EXTRACTED TEXT:
All new parents feel anxious to a certain degree, but they can usually talk themselves down from it. When the anxiety feels constant, impossible to ignore and very difficult to manage, those are some signs that it might be beyond the normal range of every day parenting anxieties.
Several contributing factors are the hormonal shifts that come after birth, the major responsibility and constant care of a newborn, and sleep deprivation, universal for all new parents. There’s also a myriad of changes that accompany having an infant in the household, which inevitably impacts the relationship dynamic with everyone else in the family. Several factors that may create greater vulnerability to PPA is pre-existing OCD and/or an eating disorder, perfectionistic tendencies, a Type A personality prone to worry, extreme PMS and prior miscarriage or stillbirths. A lack of social support and marital stressors can also contribute to this condition.
There is hope. Postpartum anxiety is very treatable by a licensed professional with postpartum and perinatal mood disorder expertise. Psychotropic medication prescribed by an experienced psychiatrist or psychologically minded OB/GYN can also be of use. Research indicates that Cognitive Behavioral Therapy and mindfulness based meditation are also effective in alleviating symptoms.
If you suspect you might be experiencing Postpartum Anxiety, know that you are not alone. It takes courage to ask for help. Talk to your OB/GYN about your symptoms and concerns, which will open the door to obtaining resources to start your journey to healing, and to becoming the best mother, woman and partner that you know you are capable of being.

MATERIAL PROVIDED:
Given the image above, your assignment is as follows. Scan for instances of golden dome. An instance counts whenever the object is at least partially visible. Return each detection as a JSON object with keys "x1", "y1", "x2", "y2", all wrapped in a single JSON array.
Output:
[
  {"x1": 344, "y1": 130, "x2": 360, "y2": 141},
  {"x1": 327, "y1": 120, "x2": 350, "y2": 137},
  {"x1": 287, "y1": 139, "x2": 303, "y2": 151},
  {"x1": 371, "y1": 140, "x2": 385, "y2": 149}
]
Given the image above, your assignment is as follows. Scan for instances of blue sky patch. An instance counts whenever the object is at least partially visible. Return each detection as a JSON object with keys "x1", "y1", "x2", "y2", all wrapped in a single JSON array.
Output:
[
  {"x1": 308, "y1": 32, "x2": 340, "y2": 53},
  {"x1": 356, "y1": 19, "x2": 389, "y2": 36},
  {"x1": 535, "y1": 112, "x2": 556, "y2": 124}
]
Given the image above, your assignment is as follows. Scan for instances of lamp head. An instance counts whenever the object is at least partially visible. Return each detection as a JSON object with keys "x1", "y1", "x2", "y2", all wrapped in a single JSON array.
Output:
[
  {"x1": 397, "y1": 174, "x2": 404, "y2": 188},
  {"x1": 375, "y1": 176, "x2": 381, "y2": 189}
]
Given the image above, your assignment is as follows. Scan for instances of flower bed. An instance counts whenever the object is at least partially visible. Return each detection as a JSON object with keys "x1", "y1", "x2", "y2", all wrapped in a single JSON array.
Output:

ACTIVITY LIST:
1. Answer the following questions about the text on postpartum anxiety, marking each answer with the matching letter.
(a) Which contributing factor does the text describe as universal for all new parents?
(b) Which two approaches does research indicate are effective in alleviating symptoms?
(c) With whom does the text advise discussing symptoms and concerns?
2. Write a continuation of the text on postpartum anxiety, starting right after its final sentence.

RESPONSES TO THE EXERCISE:
1.
(a) Sleep deprivation.
(b) Cognitive Behavioral Therapy and mindfulness based meditation.
(c) Your OB/GYN.

2.
Of noteworthy mention is Laura’s description of self care (“me time”) and finding her own identity after birth. It is so common for new mothers, or second/third/fourth time mothers, to question who they are beyond being a mother (or who they are beyond being a walking dairy for their infant). Motherhood is wonderful, but very demanding and can feel like there is little room for the old person you once knew who had interests, hobbies and passions beyond her own children. Know that this questioning of identity is very normal and it will take months to feel as though you’re gradually returning to yourself. There’s no need to pressure yourself to get immediately back into your old passions or interests, especially as it feel like there’s little time for that during the postpartum period. This is OK. Returning to your old self (or rather, a new version of you with the same old interests and passions) is a gradual process. If you feel like you have lost all interest or passion for things that once interested you, you might be experiencing anhedonia, which is a common symptom of depression. Again, please know that help is available and you can process these issues in a safe and nonjudgmental atmosphere with a licensed professional.